**What you have to do**. Rewrite the lines of the data below as a JSON list of strings, one string per line with blank lines omitted, starting at the line containing "directional road sign" and ending at the line containing "(43, 335), (78, 348)". Include only those lines, both ends among them.

(Data from a labeling collection)
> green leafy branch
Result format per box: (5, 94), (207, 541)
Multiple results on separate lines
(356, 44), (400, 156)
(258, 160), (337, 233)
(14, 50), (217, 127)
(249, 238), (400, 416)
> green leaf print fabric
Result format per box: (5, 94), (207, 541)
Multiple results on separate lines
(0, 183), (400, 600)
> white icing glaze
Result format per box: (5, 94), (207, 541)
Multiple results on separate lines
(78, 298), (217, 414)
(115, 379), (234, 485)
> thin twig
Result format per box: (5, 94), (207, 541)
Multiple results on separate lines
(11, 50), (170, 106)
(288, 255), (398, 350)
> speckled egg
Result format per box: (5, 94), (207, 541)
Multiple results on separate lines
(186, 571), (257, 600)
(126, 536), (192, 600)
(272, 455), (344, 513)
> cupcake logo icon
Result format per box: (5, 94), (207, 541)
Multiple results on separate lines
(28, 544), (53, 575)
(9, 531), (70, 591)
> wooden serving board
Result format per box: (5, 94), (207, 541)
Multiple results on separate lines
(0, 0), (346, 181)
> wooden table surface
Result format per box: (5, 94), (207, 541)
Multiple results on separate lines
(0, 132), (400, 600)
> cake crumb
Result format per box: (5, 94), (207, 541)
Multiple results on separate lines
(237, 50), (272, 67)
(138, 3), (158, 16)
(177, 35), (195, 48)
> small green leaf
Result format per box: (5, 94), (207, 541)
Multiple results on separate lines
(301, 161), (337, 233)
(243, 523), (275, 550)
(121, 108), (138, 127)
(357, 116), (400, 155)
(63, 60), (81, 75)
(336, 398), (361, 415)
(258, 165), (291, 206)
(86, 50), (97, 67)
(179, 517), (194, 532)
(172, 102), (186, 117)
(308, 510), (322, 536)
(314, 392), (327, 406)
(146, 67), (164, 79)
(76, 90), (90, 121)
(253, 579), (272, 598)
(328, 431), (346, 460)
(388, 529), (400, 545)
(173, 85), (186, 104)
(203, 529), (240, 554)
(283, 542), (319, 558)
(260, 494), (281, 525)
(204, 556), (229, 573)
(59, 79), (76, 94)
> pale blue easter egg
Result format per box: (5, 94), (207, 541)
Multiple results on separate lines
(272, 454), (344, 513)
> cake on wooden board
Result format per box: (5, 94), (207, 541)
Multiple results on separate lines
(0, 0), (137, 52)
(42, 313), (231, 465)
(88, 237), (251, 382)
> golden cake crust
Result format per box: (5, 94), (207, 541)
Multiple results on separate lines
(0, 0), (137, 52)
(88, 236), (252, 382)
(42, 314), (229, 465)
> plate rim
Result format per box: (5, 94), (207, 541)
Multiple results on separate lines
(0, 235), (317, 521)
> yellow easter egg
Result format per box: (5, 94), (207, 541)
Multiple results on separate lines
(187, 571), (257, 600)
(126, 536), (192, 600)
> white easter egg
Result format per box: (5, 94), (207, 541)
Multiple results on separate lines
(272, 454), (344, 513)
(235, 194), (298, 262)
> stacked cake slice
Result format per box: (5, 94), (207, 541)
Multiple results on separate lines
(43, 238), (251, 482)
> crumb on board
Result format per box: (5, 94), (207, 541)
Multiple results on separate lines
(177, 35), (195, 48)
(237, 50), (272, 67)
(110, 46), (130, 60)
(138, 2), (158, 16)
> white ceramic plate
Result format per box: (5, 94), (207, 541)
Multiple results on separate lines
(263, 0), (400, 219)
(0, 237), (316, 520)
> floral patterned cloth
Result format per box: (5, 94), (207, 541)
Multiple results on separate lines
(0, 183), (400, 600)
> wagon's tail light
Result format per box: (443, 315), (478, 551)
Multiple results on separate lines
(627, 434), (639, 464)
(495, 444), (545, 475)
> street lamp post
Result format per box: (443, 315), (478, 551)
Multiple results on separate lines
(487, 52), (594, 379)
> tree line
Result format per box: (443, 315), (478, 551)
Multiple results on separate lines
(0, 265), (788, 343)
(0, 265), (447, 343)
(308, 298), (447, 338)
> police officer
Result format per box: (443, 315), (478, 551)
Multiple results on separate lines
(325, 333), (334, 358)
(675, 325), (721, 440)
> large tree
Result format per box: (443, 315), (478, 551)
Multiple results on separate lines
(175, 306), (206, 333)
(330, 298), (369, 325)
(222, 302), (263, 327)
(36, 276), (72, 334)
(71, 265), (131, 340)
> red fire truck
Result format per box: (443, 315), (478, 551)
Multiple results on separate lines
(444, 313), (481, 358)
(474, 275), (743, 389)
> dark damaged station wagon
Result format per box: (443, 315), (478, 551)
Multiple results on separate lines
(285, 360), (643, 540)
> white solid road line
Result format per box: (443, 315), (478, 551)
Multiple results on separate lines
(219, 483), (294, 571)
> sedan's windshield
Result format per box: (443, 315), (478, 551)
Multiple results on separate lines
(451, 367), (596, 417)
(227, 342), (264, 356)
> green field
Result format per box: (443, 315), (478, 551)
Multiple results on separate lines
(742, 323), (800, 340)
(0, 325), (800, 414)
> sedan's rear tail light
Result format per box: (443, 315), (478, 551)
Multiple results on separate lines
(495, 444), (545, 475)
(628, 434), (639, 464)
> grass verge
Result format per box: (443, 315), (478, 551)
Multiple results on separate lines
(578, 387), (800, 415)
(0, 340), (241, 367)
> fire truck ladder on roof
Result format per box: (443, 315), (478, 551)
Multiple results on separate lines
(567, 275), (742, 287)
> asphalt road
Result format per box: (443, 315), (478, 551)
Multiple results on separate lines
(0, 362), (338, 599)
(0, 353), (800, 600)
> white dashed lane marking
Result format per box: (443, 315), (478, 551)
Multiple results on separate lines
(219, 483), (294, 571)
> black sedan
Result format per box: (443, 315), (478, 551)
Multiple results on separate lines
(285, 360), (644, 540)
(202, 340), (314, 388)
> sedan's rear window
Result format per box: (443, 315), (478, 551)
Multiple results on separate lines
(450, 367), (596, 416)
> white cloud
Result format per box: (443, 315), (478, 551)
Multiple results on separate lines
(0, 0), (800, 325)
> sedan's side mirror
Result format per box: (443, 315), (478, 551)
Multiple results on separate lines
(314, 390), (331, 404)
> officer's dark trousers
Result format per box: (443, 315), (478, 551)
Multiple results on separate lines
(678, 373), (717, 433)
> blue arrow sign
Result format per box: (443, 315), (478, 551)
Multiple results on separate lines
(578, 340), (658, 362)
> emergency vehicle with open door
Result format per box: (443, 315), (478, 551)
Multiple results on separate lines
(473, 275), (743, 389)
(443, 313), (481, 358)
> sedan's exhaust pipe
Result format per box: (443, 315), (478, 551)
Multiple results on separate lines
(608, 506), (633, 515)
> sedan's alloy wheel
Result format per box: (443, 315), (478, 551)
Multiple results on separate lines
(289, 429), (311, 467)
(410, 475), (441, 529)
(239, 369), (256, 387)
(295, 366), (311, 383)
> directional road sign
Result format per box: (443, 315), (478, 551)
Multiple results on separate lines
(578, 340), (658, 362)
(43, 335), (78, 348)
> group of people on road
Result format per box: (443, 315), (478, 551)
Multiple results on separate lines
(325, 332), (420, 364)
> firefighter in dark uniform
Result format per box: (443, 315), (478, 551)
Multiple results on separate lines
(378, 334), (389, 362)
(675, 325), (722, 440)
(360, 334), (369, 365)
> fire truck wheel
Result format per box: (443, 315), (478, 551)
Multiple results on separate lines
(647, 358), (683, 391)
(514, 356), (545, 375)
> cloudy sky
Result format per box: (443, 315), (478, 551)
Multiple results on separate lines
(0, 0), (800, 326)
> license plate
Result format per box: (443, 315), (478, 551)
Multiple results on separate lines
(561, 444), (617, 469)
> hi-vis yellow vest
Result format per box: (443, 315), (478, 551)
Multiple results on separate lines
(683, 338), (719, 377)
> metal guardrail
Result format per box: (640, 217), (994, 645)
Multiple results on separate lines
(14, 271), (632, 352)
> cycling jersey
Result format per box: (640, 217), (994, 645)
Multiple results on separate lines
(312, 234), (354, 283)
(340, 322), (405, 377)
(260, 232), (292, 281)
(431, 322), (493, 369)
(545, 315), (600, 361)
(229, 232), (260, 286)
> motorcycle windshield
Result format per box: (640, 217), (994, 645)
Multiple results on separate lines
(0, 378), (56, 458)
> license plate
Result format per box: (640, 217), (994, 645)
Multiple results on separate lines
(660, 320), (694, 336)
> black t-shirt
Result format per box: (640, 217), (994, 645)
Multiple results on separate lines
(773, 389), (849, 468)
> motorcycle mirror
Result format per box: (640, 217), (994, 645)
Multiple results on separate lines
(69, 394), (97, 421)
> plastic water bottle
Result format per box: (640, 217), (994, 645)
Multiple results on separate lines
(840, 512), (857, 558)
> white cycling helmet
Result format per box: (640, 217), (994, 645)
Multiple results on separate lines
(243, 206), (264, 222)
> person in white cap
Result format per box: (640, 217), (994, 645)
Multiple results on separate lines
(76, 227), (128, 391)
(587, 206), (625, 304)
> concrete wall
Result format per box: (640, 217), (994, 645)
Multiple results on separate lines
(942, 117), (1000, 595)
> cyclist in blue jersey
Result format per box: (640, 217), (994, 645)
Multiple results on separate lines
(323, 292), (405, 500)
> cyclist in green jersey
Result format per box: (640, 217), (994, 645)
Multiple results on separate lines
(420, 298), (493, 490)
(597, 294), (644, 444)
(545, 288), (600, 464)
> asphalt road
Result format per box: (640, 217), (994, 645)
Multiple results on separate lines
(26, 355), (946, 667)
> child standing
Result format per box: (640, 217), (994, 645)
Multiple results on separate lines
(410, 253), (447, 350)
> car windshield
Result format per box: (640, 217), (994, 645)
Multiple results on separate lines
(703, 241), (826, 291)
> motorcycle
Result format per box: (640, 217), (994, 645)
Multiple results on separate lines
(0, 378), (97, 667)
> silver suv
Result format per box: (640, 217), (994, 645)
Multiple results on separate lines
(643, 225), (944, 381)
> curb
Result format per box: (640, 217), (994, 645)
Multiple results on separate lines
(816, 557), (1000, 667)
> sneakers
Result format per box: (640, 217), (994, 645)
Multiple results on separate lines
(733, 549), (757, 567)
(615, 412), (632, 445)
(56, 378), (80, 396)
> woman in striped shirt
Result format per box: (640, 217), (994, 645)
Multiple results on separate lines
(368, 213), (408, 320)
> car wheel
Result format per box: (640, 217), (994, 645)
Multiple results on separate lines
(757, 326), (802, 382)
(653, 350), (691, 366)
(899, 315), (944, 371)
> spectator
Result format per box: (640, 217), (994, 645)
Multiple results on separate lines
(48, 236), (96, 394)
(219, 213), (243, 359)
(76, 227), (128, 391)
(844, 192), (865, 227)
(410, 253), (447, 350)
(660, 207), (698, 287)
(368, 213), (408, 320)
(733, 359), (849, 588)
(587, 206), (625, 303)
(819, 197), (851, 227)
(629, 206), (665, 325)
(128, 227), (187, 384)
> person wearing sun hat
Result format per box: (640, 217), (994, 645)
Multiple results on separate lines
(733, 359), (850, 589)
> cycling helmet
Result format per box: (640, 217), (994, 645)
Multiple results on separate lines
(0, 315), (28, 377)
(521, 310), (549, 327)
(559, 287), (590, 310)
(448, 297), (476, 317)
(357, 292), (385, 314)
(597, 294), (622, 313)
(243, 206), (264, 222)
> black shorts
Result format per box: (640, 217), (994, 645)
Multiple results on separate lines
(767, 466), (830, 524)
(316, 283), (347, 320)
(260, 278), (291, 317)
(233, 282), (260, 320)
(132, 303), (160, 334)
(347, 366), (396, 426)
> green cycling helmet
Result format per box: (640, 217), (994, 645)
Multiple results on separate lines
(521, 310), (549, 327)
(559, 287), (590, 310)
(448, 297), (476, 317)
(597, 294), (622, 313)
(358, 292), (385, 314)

**Problem solution**.
[
  "> directional road sign",
  "Result format per box: (443, 315), (478, 551)",
  "Multiple results on separate lines",
  "(578, 340), (658, 362)",
  "(43, 335), (78, 348)"
]